**Exercise directions:**
Exactly and only the lines below from the one containing "Basketball game film" down to the one containing "JSON array of objects, each" are wanted, both included; please exclude every picture.

**Information:**
──────
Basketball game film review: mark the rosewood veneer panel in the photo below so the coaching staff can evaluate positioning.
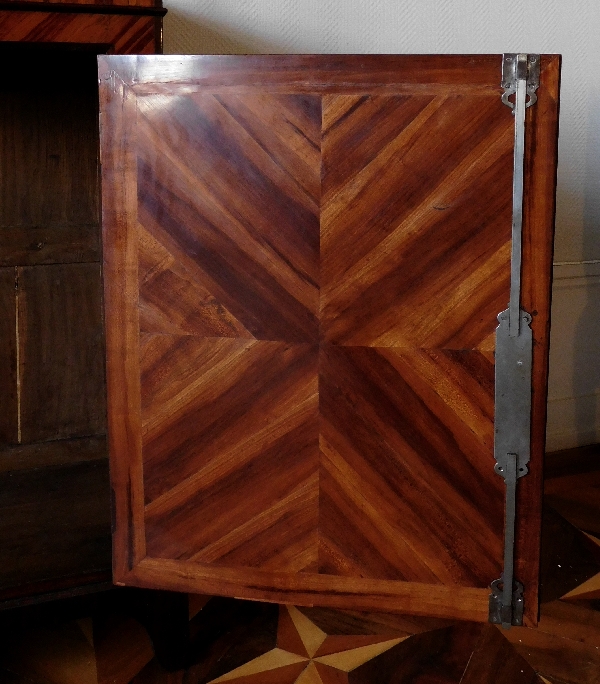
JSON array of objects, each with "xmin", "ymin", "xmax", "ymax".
──────
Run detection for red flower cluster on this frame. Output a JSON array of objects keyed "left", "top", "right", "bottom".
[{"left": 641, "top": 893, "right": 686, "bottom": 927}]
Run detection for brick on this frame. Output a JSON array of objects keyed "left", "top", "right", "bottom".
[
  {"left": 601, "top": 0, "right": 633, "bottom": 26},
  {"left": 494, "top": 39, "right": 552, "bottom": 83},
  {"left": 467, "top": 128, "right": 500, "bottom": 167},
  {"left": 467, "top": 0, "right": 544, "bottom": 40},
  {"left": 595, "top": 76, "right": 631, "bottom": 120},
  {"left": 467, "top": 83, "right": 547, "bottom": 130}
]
──────
**Answer to the exercise:**
Basketball game film review: mark the rosewood veneer panel in the photo below so the coaching staff can evaluate positioning.
JSON array of objects, each with "xmin", "ymin", "xmax", "ymax".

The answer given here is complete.